QUOTED TEXT:

>>>

A dearth of Muslim villains?

U.S. Senate candidate Chris McDaniel thinks there aren’t enough Muslim villains on television. According to the Dark Horse Mississippi blog and Mother Jones, back in 2006, when McDaniel was host of Right Side Radio, a syndicated program, he said: “There’s one person that cannot be a villain in Hollywood, ever,”

“The Muslims,” his co-host replies.

“Yeah, isn’t that neat,” Mr. McDaniel answers before complaining that Hollywood is always going after Russian white guys.

McDaniel might want to pick-up a copy of Jack Shaheen’s book, Reel Bad Arabs, which catalogs and describes a couple of hundred movies in which Muslims and Arabs have been cast as villains.

 Hate crime charges

A 50-year-old Seattle man faces hate crime charges after he allegedly verbally assaulted two Saudi Arabian men who go to college in the area, and then punched one of them in the chest. The bus driver called police, who made the arrest.

And in Tulsa, another man faces hate crime charges for attacking a woman in a parking lot. The woman was as described as having a thick Middle Eastern accent and wearing a headscarf. Stuart D. Manning allegedly called the woman a “Muslim b—-” before punching her in the forehead and sticking a knife in her car tire.

Shooter pleads guilty

Joshua Allen Casey pleaded guilty in a South Carolina Court this week to shooting his gun towards a cluster of homes known as Islamville, in the town of York. Casey said he has no problem with his Muslim neighbors, and wants to put the incident behind him. The African American Muslim community was founded some 30 years ago.

Muslims fighting extremism

While Al Qaeda is reemerging in Syria and Iraq and America’s pullout from Afghanistan has some worried that the Taliban will take over that country, several news stories this week showed Muslims fighting back against extremism, often in creative ways.

<<<

GIVEN DATA:
>>>

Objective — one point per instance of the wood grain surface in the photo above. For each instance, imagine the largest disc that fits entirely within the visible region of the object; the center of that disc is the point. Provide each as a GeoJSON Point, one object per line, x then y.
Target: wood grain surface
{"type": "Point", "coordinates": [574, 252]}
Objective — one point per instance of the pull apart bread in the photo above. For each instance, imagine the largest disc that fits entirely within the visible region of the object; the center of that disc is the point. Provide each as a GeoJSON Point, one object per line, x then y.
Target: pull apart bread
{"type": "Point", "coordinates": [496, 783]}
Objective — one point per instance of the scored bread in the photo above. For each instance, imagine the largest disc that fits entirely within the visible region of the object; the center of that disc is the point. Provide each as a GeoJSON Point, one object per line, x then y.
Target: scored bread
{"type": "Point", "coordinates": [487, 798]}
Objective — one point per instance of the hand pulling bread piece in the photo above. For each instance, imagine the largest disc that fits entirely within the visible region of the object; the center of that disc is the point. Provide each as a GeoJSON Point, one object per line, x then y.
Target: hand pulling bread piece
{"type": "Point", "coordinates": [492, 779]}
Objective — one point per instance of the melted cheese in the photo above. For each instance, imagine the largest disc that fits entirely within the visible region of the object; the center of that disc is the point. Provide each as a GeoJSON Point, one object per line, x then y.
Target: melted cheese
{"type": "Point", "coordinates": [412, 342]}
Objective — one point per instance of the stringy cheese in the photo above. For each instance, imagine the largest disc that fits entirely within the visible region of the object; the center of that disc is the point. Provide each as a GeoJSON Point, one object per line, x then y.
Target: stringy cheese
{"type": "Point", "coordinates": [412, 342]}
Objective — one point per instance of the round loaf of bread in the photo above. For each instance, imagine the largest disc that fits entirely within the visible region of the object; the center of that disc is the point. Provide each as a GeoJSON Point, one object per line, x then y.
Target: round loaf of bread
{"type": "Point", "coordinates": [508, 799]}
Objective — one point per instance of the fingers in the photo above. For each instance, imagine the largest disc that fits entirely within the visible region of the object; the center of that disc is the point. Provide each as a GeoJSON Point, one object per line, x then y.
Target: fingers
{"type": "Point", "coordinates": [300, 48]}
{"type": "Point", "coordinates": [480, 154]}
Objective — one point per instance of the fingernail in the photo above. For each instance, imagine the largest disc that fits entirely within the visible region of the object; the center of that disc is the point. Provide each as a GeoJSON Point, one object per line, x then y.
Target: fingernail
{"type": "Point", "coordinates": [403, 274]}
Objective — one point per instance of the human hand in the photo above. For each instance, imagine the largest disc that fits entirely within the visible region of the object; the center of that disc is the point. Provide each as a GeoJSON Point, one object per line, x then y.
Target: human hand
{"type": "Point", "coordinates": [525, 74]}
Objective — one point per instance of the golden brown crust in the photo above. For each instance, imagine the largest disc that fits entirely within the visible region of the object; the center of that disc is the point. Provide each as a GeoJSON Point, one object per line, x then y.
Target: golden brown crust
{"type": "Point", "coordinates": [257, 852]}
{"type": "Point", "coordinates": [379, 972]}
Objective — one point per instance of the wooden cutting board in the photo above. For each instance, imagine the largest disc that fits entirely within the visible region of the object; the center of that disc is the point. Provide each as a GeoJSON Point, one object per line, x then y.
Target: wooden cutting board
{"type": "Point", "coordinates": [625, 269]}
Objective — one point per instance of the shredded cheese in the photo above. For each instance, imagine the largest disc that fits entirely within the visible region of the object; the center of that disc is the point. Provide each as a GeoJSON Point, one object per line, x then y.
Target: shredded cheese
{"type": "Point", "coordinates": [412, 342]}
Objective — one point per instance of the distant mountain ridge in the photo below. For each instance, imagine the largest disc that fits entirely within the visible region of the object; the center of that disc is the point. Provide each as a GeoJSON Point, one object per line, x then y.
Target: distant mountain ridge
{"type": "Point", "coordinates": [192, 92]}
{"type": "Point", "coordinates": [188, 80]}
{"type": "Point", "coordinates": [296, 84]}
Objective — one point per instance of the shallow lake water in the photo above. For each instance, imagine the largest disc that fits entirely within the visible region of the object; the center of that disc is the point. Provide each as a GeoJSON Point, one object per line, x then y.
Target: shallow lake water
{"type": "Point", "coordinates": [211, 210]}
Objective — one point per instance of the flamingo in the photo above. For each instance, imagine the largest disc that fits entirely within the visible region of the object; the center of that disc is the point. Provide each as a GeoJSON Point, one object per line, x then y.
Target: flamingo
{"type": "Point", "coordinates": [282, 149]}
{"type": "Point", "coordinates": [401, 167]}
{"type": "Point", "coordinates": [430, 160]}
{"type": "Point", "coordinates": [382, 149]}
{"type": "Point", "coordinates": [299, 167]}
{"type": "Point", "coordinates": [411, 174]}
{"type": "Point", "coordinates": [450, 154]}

<<<
>>>

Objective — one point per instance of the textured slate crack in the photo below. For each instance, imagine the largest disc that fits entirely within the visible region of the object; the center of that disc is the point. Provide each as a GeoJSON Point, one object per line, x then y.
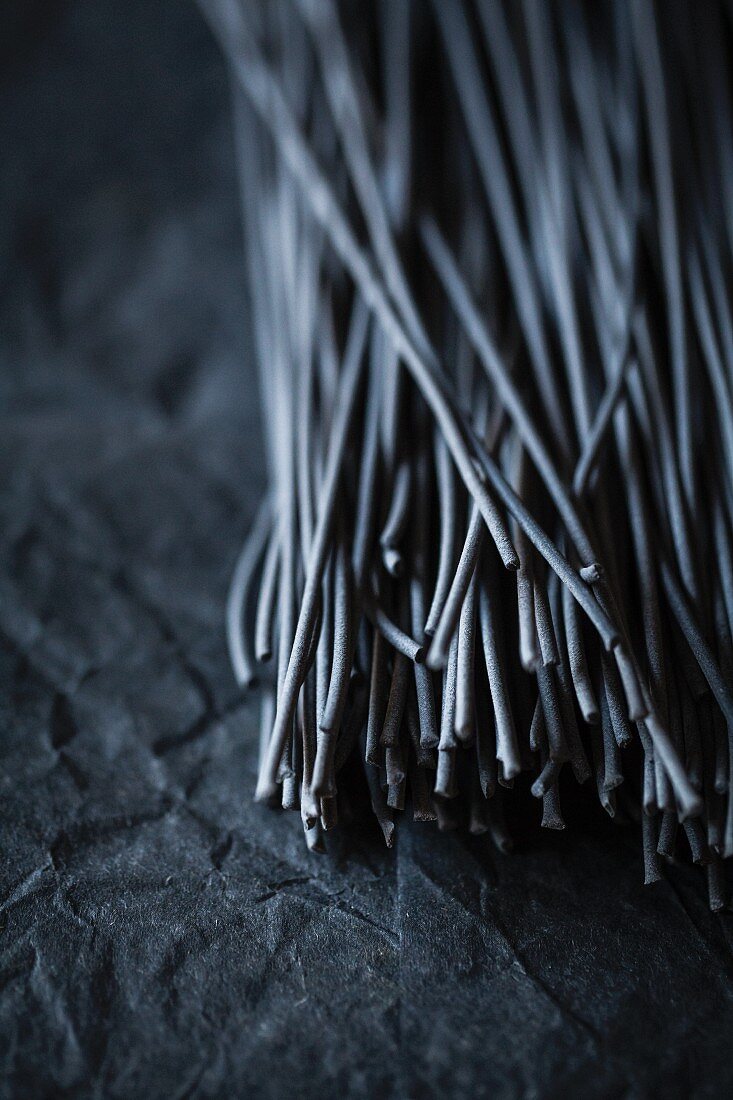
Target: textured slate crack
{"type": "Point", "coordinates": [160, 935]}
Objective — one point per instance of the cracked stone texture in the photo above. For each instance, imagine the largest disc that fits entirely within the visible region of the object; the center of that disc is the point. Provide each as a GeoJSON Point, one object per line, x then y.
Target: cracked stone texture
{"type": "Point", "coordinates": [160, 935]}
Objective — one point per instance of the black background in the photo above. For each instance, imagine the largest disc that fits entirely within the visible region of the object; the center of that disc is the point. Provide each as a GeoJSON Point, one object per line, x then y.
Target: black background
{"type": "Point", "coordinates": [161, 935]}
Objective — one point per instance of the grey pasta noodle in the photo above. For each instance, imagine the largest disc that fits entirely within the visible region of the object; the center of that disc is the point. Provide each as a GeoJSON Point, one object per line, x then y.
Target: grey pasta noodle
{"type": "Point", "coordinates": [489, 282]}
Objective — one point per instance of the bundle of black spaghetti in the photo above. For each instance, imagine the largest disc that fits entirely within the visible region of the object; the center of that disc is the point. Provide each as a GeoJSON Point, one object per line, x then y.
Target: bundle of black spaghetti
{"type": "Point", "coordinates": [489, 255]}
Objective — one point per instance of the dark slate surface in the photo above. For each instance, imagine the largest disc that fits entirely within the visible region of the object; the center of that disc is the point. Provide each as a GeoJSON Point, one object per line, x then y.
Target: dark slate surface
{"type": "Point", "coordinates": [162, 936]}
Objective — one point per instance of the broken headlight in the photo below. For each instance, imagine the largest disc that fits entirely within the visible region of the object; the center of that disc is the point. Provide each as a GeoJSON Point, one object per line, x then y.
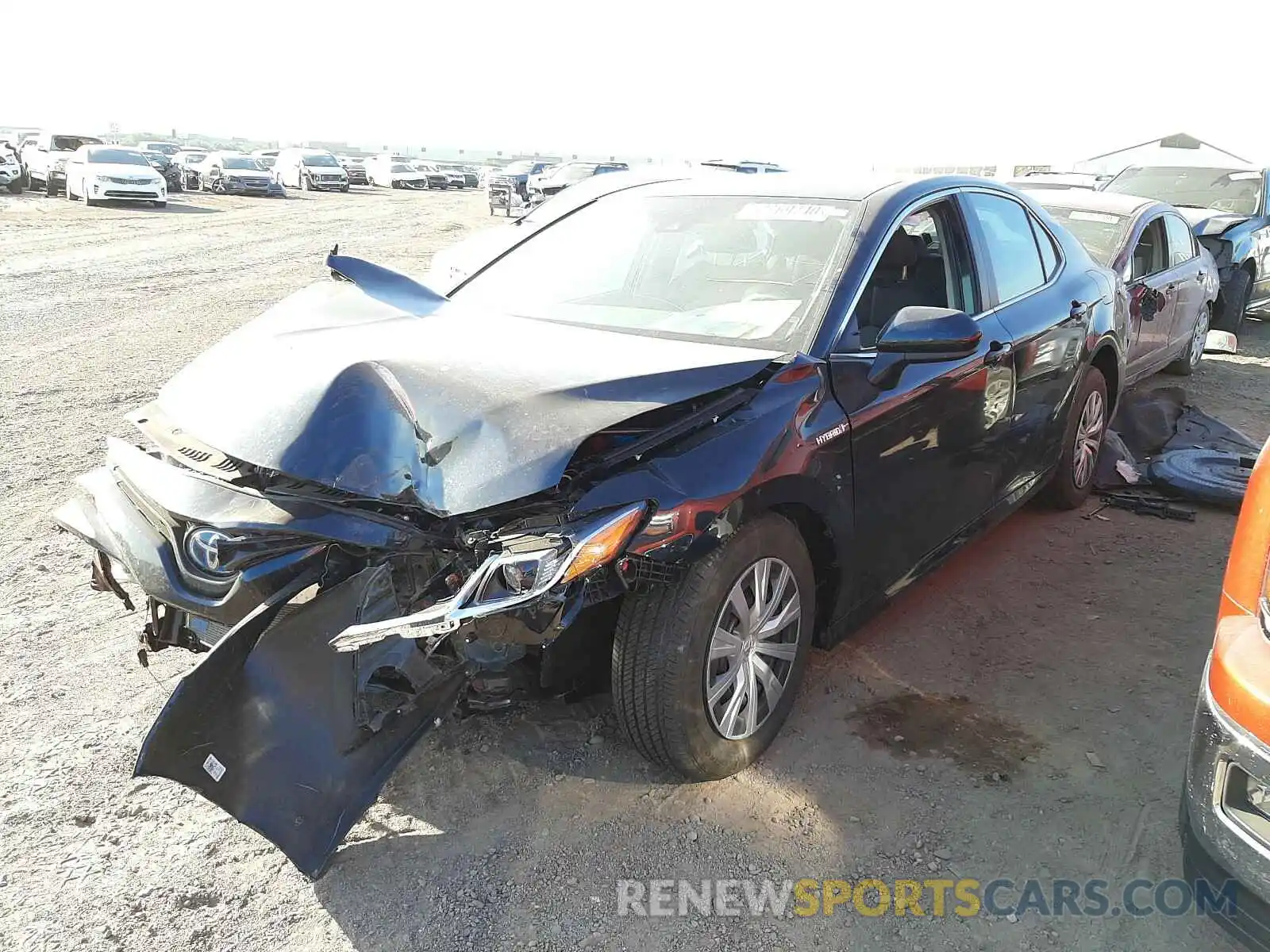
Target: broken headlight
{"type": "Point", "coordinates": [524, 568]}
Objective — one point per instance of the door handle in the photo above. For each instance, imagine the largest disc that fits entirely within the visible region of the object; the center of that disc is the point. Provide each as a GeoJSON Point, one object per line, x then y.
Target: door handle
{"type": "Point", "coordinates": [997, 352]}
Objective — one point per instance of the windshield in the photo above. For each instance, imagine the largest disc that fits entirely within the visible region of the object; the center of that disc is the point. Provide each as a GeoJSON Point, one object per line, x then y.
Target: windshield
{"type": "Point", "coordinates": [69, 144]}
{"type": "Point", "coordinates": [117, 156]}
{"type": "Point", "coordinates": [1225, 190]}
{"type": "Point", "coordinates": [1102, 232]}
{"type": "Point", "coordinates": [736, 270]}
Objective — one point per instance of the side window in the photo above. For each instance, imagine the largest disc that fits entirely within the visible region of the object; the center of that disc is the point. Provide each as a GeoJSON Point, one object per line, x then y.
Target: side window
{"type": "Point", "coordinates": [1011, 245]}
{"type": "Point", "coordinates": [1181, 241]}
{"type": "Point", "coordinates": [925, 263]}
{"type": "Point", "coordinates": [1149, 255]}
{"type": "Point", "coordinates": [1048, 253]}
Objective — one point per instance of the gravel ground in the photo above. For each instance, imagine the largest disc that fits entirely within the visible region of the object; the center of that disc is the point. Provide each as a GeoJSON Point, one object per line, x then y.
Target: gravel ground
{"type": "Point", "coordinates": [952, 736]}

<<<
>>>

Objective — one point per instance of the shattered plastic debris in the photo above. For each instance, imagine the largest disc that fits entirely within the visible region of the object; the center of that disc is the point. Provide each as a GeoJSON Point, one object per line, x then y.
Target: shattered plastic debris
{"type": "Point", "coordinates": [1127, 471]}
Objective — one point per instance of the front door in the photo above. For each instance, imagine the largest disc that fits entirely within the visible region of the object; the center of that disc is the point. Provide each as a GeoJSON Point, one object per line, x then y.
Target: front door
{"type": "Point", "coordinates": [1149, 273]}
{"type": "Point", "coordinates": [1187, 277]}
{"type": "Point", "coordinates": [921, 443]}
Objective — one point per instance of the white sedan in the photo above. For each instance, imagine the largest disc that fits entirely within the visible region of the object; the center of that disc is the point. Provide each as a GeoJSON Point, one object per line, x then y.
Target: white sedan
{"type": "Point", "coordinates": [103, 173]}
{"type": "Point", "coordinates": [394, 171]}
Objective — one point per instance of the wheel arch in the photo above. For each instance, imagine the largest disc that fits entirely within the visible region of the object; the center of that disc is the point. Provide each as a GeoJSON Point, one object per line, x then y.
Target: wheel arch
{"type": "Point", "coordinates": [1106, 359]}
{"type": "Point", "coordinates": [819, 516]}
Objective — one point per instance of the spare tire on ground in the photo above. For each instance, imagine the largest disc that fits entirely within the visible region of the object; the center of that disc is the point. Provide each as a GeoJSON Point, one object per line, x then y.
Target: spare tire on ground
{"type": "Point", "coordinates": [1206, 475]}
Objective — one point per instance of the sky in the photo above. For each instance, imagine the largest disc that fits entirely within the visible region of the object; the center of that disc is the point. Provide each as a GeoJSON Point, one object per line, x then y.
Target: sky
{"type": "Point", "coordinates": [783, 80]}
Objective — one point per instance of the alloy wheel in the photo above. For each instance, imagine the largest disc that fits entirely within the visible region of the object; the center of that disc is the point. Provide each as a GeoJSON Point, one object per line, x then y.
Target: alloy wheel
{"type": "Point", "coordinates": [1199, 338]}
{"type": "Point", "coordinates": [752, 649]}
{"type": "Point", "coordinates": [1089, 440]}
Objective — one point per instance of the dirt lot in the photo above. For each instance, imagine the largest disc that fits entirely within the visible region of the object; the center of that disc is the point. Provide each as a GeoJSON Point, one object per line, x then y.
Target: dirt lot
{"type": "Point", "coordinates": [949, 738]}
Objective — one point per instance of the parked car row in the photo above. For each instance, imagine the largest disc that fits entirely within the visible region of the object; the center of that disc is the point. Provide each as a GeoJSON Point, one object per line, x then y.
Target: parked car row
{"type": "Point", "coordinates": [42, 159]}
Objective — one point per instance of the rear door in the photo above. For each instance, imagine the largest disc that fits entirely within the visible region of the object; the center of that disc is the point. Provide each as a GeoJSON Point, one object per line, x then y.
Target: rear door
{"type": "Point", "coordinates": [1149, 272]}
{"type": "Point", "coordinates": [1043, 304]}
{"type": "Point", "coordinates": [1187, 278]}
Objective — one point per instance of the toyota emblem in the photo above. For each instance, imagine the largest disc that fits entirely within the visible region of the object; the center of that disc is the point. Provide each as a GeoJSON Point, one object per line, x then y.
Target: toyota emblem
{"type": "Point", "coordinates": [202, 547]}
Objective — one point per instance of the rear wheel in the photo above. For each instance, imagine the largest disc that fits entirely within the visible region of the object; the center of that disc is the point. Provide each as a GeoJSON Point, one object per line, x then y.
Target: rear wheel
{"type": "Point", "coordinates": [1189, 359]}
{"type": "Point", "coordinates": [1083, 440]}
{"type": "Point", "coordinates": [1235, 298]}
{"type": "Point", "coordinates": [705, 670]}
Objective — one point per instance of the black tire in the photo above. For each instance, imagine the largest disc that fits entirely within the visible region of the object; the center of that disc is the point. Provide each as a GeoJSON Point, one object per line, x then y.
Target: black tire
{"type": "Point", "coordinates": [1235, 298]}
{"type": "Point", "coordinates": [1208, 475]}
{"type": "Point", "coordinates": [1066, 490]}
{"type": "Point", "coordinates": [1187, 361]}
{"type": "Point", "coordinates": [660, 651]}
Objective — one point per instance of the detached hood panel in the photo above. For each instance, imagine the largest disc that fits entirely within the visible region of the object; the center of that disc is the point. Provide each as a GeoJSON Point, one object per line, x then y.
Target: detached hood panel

<<<

WORK TO BE COMPLETED:
Revise the news roundup above by restating its passage starting at "Muslims fighting extremism" and ending at "in creative ways.", with "Taliban" changed to "militants".

COMPLETE RESPONSE:
Muslims fighting extremism

While Al Qaeda is reemerging in Syria and Iraq and America’s pullout from Afghanistan has some worried that the militants will take over that country, several news stories this week showed Muslims fighting back against extremism, often in creative ways.